-- START OF Data section --

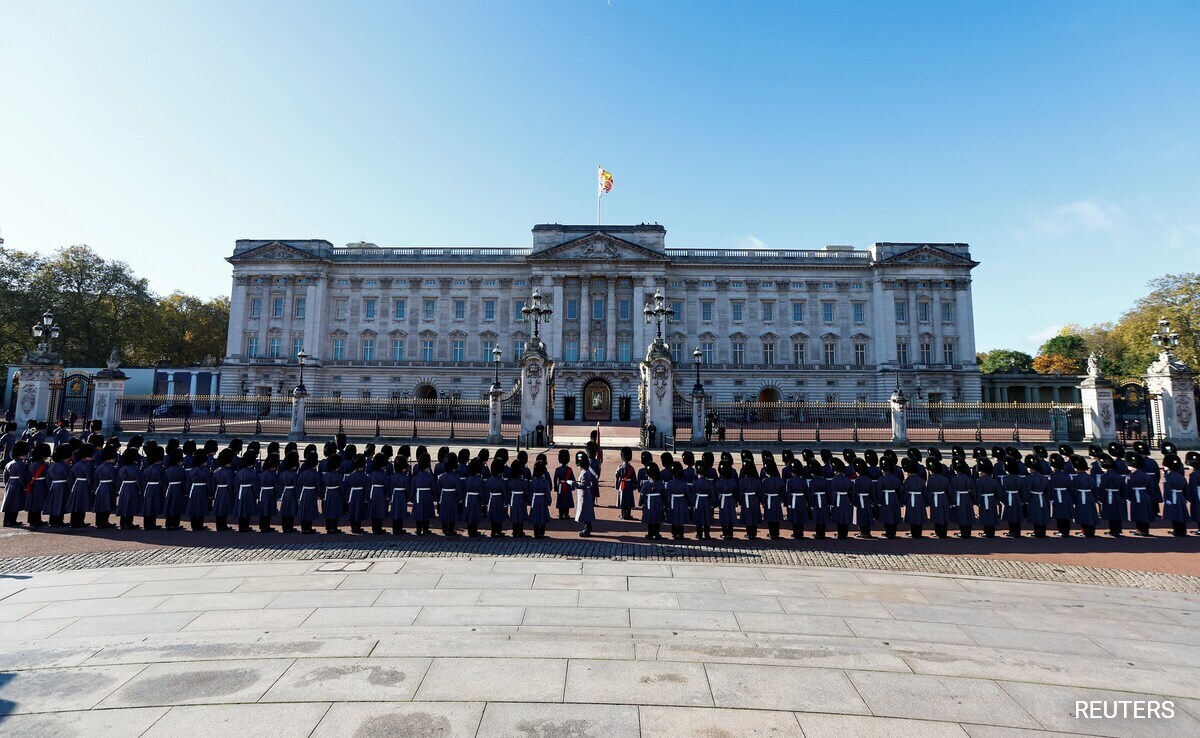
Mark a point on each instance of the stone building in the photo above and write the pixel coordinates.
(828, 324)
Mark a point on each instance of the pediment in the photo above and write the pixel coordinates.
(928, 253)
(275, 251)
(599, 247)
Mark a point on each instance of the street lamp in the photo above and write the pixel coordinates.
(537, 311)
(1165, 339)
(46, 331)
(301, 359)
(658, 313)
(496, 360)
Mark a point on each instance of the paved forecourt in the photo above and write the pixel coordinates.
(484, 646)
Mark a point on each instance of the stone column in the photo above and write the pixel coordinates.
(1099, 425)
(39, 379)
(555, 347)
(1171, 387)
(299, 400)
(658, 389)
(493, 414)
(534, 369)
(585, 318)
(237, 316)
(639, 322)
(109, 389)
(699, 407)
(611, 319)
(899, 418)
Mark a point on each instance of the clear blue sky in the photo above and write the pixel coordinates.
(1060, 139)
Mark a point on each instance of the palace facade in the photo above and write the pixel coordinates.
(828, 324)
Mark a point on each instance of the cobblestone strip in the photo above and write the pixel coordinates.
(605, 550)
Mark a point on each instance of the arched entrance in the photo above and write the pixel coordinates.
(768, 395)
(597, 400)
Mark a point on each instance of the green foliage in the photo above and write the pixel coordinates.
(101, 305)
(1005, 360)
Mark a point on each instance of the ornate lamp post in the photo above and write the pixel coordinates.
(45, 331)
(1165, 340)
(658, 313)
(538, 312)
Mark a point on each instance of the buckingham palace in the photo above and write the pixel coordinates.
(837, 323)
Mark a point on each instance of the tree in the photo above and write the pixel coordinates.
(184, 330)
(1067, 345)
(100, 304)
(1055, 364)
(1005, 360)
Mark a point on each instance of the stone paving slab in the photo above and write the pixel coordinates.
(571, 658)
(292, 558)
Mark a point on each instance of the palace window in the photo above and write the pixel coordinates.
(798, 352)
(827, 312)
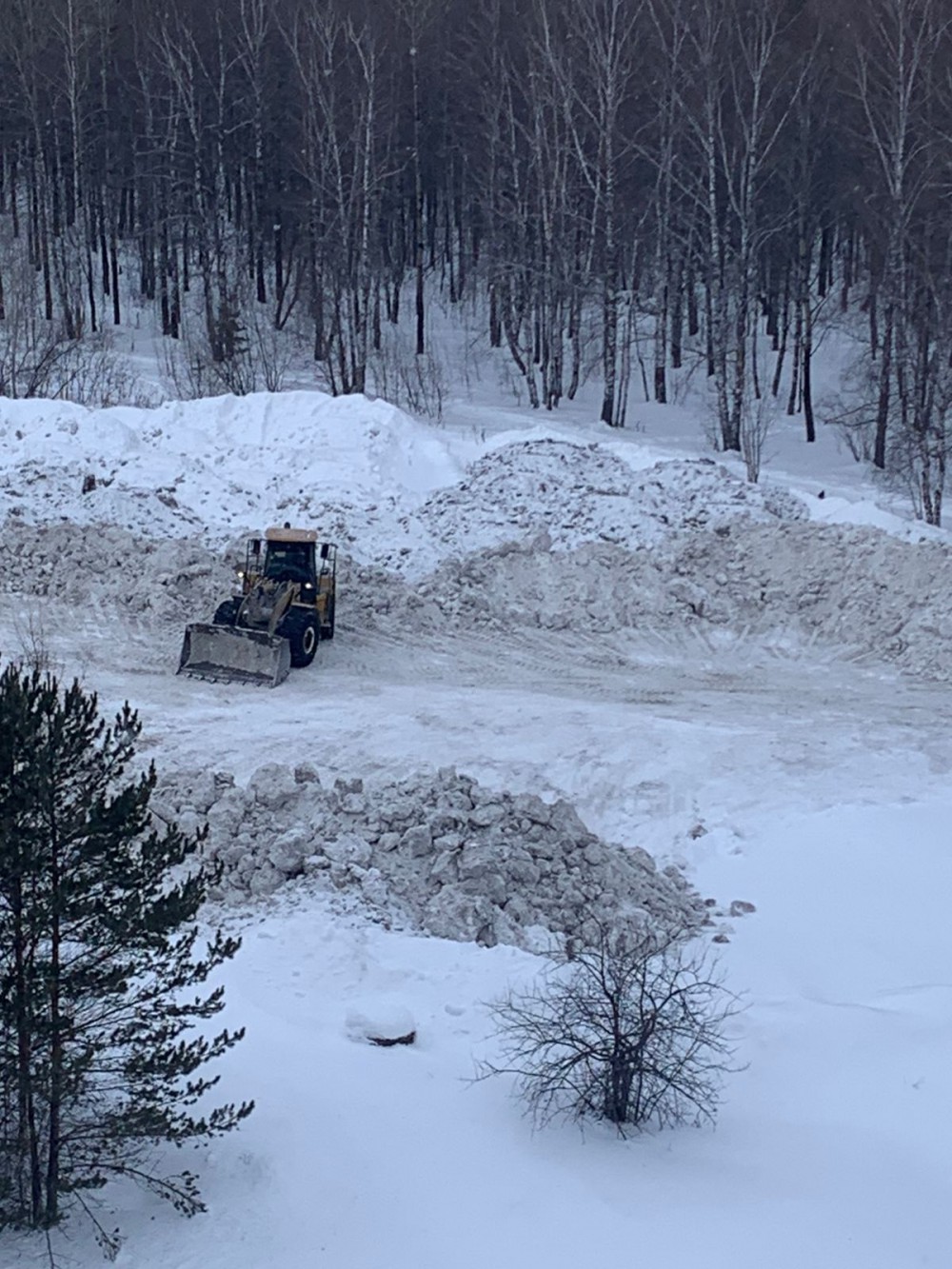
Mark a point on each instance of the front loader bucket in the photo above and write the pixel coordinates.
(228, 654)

-- END OF Data section --

[Problem statement]
Starting with the line that holds "Mark a point on each instance of the buckingham", repeat exactly every line through the end of the material above, both ends included, without the pictures.

[Answer to this problem]
Mark a point on each instance of the buckingham palace in the photo above and write the pixel coordinates.
(837, 323)
Mark a point on each instance of the tree in the photo above and write the pixel coordinates.
(184, 330)
(1067, 345)
(100, 304)
(1055, 364)
(1005, 360)
Mark a point on each instance of the stone paving slab in the photo above and write the pixel coordinates.
(571, 658)
(292, 558)
Mark a point on each instance of the palace window in the photo above and write the pixel coordinates.
(798, 352)
(827, 312)
Mark a point on each instance of the front loader bucket in the photo above and write the pixel coordinates.
(228, 654)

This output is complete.